_Directions_: In the following material, identify every line holding the string "snow" and return it.

_Source data_:
********************
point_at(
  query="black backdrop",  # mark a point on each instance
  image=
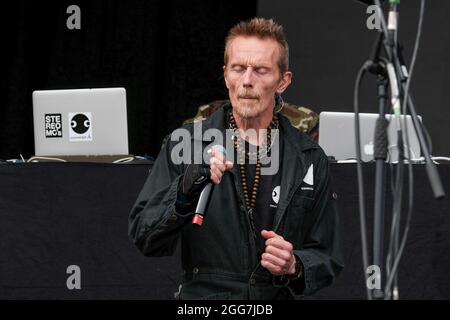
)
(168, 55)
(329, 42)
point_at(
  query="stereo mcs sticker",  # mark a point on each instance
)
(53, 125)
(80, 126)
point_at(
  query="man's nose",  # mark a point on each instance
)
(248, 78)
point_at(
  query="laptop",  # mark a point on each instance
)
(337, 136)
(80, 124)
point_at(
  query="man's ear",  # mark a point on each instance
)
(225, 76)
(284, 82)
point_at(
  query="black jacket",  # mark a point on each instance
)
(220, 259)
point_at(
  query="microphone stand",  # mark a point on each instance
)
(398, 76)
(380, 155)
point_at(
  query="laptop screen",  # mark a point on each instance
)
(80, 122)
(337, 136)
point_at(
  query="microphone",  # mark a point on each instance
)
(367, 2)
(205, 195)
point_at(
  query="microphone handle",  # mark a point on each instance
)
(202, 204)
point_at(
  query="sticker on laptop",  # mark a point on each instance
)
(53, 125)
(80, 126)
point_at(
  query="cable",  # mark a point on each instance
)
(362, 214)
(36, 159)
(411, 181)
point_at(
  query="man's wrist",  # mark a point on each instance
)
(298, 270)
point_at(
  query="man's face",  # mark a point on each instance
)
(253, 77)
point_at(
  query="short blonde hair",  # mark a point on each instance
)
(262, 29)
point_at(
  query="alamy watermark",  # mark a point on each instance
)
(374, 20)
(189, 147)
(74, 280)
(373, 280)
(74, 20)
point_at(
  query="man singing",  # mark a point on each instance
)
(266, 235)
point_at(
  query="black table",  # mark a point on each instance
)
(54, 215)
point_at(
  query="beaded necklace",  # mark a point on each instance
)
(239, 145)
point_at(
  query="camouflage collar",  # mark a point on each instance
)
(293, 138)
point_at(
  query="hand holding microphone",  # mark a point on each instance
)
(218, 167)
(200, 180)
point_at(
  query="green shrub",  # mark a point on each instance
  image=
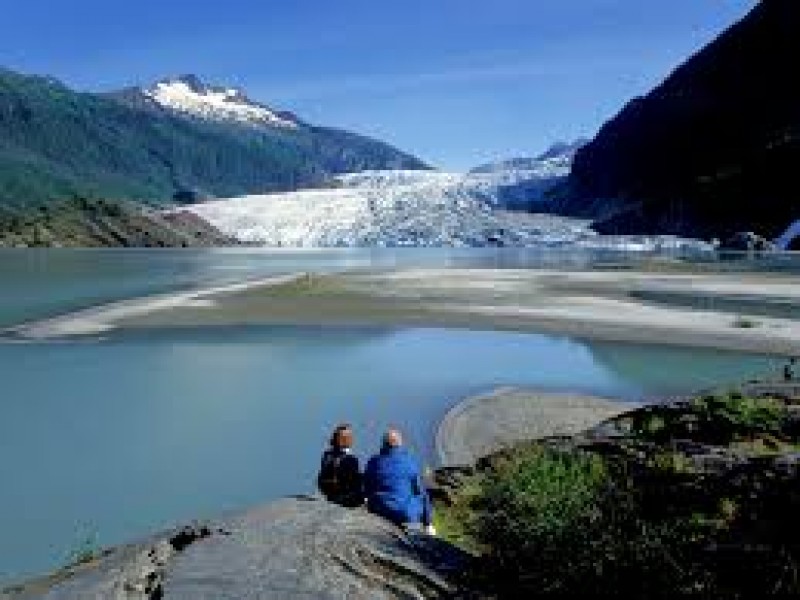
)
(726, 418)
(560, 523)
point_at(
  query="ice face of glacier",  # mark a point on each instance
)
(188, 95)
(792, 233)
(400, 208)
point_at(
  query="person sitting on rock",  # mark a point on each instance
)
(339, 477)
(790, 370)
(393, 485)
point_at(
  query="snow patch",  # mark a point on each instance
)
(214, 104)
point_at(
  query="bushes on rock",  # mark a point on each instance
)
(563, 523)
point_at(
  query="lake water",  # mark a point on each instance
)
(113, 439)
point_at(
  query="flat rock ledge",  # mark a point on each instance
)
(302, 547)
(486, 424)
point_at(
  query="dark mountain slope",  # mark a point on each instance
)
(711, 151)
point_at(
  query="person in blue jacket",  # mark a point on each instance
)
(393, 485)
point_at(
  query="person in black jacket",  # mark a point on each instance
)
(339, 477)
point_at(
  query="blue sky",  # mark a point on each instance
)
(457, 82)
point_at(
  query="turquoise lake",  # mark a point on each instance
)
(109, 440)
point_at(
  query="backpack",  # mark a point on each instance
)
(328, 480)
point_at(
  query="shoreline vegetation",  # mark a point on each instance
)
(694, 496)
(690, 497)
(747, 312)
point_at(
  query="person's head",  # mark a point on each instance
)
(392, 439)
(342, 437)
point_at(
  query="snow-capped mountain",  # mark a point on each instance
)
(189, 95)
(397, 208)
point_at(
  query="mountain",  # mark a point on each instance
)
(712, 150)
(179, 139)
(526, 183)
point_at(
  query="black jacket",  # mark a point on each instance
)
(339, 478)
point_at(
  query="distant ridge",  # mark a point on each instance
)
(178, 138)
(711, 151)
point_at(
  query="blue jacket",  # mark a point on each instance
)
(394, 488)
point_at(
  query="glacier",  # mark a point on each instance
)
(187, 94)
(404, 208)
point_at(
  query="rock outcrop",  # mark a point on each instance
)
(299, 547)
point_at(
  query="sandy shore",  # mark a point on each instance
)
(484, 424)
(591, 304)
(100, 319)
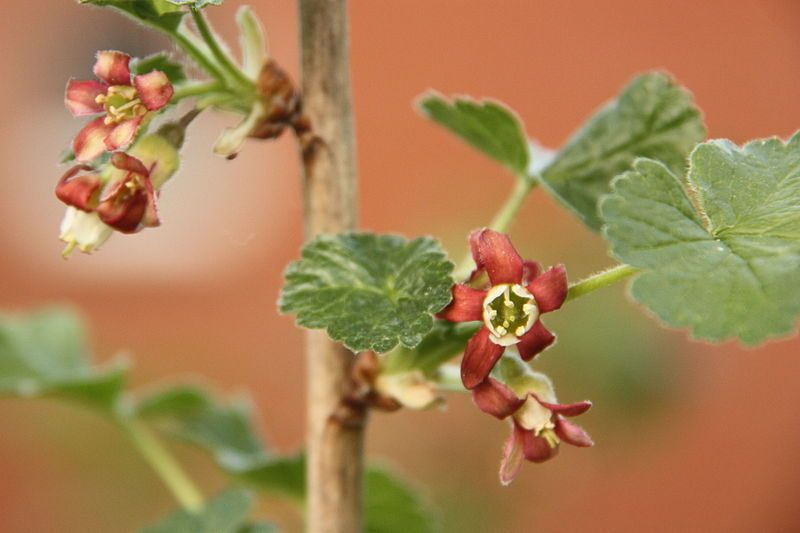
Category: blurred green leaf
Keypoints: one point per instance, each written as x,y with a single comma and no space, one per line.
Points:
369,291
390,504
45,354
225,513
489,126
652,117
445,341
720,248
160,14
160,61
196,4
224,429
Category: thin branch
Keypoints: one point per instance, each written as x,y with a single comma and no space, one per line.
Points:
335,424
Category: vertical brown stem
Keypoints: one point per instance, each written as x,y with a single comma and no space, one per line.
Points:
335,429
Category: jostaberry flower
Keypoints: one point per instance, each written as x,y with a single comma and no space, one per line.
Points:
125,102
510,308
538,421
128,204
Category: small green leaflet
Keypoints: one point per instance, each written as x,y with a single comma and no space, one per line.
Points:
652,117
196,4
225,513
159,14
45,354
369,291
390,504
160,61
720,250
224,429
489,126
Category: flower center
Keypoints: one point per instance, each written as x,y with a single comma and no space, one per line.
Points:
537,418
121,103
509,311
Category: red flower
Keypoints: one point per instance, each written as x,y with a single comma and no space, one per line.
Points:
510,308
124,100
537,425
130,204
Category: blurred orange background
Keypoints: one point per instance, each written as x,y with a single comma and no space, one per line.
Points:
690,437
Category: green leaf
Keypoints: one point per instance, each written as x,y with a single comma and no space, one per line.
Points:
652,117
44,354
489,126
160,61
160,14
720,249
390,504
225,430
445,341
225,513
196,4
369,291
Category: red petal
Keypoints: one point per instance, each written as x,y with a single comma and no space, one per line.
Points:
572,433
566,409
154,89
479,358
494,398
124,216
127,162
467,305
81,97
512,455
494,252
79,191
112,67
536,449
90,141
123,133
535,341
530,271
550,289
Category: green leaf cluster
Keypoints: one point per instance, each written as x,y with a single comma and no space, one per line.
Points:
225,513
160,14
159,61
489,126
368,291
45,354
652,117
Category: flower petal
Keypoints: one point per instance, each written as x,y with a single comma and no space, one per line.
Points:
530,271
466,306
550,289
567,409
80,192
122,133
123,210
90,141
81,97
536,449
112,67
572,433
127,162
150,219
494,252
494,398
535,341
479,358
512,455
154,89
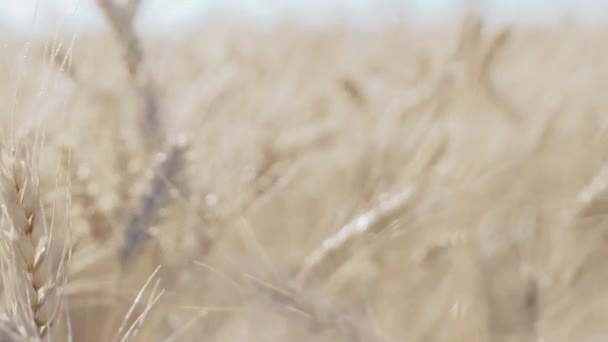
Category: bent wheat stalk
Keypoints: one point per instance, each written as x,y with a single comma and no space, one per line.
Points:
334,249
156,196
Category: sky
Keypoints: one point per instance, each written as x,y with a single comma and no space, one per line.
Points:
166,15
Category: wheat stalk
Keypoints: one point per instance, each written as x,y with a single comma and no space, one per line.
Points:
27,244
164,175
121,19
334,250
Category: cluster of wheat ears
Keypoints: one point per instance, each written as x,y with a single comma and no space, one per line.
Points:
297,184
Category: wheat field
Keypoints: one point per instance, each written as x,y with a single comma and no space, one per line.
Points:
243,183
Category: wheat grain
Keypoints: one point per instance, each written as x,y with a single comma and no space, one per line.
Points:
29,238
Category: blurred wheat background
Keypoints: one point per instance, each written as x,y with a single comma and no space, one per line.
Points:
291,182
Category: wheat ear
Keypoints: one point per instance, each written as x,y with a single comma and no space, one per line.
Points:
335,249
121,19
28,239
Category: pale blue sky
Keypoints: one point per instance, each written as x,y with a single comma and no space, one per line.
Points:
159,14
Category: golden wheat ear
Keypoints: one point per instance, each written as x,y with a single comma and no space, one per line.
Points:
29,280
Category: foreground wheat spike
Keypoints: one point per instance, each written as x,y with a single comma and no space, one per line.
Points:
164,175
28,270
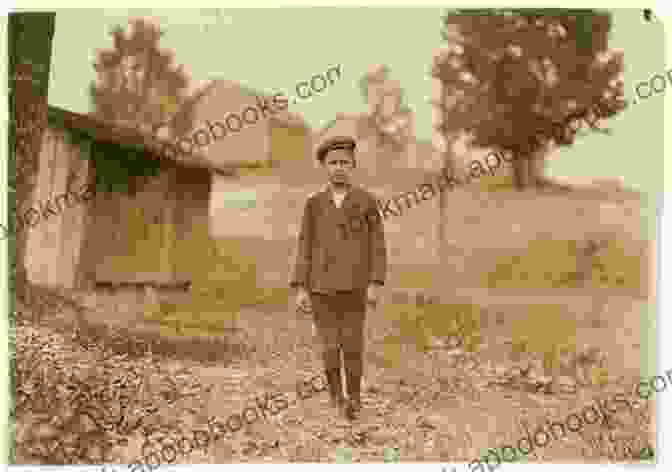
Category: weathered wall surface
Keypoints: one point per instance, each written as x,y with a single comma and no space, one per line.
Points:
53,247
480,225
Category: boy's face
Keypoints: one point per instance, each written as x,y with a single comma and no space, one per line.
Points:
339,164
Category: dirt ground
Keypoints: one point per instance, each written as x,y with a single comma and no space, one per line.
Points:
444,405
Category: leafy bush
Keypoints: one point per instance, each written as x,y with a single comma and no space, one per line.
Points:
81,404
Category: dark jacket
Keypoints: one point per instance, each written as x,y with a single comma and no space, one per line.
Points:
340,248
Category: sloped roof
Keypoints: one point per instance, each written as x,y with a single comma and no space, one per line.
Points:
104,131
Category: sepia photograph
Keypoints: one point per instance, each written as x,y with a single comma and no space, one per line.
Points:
********************
_Result below_:
  query="snow patch",  # mark a point on each instance
  query="snow-capped mountain",  # mark a point on each instance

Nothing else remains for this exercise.